This is my second Honest to Blog post, a post free of edits or careful rephrasing. This also mean it probably contains some typos and potentially annoying grammatical errors.

My goodness it is hard to blog these days.

I love to write. I love sharing my life with other people, starting conversations through blog topics, changing and exploring how I feel about things through posting about it. But sometimes, especially recently…I’m finding I have almost nothing to say.

I have plenty of things going on in my head. I have so many things I want to do. But I’m not doing anything interesting. I’m not actively working toward a goal, just an overarching ‘life happiness’ one. Trying to figure out what I actually want to do, what I think is most important to get out of the life I’ve been given. This is such an exciting and terrifying beginning part of my life…I feel like I’m just inching closer and closer to the start of a big rollercoaster drop. I only get to be here a few times—only get to look out at all that’s stretched in front of me and then choose which way I’m going to go, with dramatic differences between the choices.

With all of that, I find it a little silly that I’m saying “I can’t think of anything to write about.” I have so much to say. I am thinking so, so, so much about every possible direction I could take and everything that I could do with my life.

The problem is that I’ve run out of immediate things. I can only post daily updates when there are things to update. Right now I’m in a still period—I’m standing still while I figure out what it is that I want to do next—and so my days mostly consist of waking up, walking to the bus stop, getting to work, working, walking back to the bus stop, riding to my other job, working, coming home and falling asleep. I love the busy-ness. I love the rush, and the way I can lay down in bed at night and fall right asleep and that I don’t have hours and hours of unobstructed time in front of me that I feel like I should have something to show for when they’re over. I was working, all that time, so it counts. I finished something.

But it doesn’t make for very good blogging material. You don’t want to read about the same thing every day, and I don’t want to write about it. I definitely don’t want to write about it.

So why can’t I share what I’m thinking? What I want to do?

I have so much I want to do. So much. I could write and write and write and not finish it all for days. But I’m hesitant when it comes to starting—and I think I’ve figured out why. I think it comes down to that sharing them makes them real. Sharing them means telling someone else what I want out of life—so that more than just me knows if I end up disappointed. Sharing means saying “I want this” and people knowing if I got in the way of my own goals, or thinking that I don’t know what I’m talking about, and will be so disappointed when I find out what the real world is like. I can’t just decide that it’s a little silly or too much work or too far-fetched later and let that particular dream fall through the cracks. It means taking responsibility for getting the experiences I want out of my life.

COMPLETE THE FOLLOWING »
(1) Copy the passage of the blog post on struggling to write between "I love to write." and "nothing to say.", inclusive, with no changes.
(2) Resume the blog post on struggling to find things to write about, starting after its final sentence.

STORED RECORDS »
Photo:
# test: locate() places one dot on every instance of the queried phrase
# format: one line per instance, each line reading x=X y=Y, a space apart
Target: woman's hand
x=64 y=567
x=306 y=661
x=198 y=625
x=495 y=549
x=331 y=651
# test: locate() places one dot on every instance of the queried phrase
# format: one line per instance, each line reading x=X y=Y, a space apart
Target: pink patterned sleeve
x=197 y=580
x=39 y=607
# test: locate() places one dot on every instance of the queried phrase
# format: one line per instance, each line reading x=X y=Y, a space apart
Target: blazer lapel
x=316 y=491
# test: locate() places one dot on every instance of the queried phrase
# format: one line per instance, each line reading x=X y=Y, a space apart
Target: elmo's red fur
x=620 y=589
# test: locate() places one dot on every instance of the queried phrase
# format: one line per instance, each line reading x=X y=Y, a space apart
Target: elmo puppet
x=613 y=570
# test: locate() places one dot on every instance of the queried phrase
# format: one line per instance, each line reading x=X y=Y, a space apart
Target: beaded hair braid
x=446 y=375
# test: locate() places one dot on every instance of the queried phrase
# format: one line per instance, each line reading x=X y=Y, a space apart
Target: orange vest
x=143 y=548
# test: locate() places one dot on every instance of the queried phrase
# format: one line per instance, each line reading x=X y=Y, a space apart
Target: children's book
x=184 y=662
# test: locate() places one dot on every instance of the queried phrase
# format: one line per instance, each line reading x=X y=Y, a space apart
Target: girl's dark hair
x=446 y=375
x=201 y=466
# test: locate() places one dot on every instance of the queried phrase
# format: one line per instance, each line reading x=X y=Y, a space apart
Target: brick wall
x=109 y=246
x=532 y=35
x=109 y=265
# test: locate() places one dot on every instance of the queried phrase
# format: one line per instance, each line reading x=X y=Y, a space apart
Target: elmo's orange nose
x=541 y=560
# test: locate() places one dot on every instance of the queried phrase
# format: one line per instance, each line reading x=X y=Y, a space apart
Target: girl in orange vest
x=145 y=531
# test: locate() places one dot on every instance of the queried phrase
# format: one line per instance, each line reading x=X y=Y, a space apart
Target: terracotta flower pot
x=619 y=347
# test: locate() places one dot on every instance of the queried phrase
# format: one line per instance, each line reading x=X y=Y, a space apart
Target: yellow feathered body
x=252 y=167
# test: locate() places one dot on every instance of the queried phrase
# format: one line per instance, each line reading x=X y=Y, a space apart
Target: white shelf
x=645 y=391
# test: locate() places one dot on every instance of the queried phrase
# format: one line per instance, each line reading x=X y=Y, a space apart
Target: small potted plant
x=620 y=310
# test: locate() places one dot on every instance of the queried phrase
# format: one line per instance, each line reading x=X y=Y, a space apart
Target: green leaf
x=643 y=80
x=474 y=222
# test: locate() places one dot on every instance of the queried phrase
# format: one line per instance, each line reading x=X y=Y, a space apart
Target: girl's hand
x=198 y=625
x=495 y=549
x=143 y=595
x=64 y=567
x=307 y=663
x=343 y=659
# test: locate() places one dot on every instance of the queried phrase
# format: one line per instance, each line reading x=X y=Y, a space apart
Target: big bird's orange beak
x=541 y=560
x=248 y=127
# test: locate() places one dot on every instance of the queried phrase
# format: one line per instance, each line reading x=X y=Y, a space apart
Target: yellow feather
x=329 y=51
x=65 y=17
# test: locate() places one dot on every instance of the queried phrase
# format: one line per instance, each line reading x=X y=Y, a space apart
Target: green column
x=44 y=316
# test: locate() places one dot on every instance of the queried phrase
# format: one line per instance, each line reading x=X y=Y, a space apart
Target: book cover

ANSWERS TO THE EXERCISES »
(1)
I love to write. I love sharing my life with other people, starting conversations through blog topics, changing and exploring how I feel about things through posting about it. But sometimes, especially recently…I’m finding I have almost nothing to say.

(2)
Sharing makes the things that I’ve so far just been lucky enough to dream about more substantial. It means that I might have to see some of them in a more real sense, and deal with the logistical things that come along with realizing them. It means I might have to let some of them go because they weren’t what I thought they were, or that they simply won’t work. My life and my dreams can’t just be dreams, untouched and still perfect in my head anymore. It makes them vulnerable to damage and disappointment. Nothing is ever how you imagined it, and it’s so hard to let go of the dream-version of your life and actually get to the living part.

And that’s so, so, so scary.

Honest to Blog Part II

This is my second Honest to Blog post, a post free of edits or careful rephrasing. This also mean it probably contains some very un-careful typos and potentially annoying grammatical errors.

Yesterday, someone that I knew in real life texted me with something to say. When they first had started reading my blog, they really liked what I was doing with it, but upon a more recent visit, were pretty upset about it.

He (let’s just call him “John”) was super annoyed with the amount of personal posts, and their lack of meaning or substance. Annoyed with the fact that I was posting ‘the mundane activities of my every day’ just for people to read and as a result, think better of me and my life. He thought it was totally selfish and pointless to do, and that rather than using the positive influence my blog could have for the benefit of other people, I was using it to build myself up and just talk about myself.

At first I was really defensive. A couple of things popped in to my head, the biggest being this is my blog and I can write about whatever I want. Another was you can’t expect me to have something important and life-changing to say with every post. Another was if you don’t like it, don’t read it.

But, I think that every sort of criticism can have its merit, if you think about it in a certain light. There are probably people out there who, while they don’t say it, think the same thing. I don’t usually enjoy blogs that only talk about events that happen in the blogger’s life with a few pictures for splash, either. If all I’m going to talk about is how happy I am with my life at the moment, I probably shouldn’t blog. If all I have to say is what I got at the grocery store this weekend, I probably shouldn’t blog either.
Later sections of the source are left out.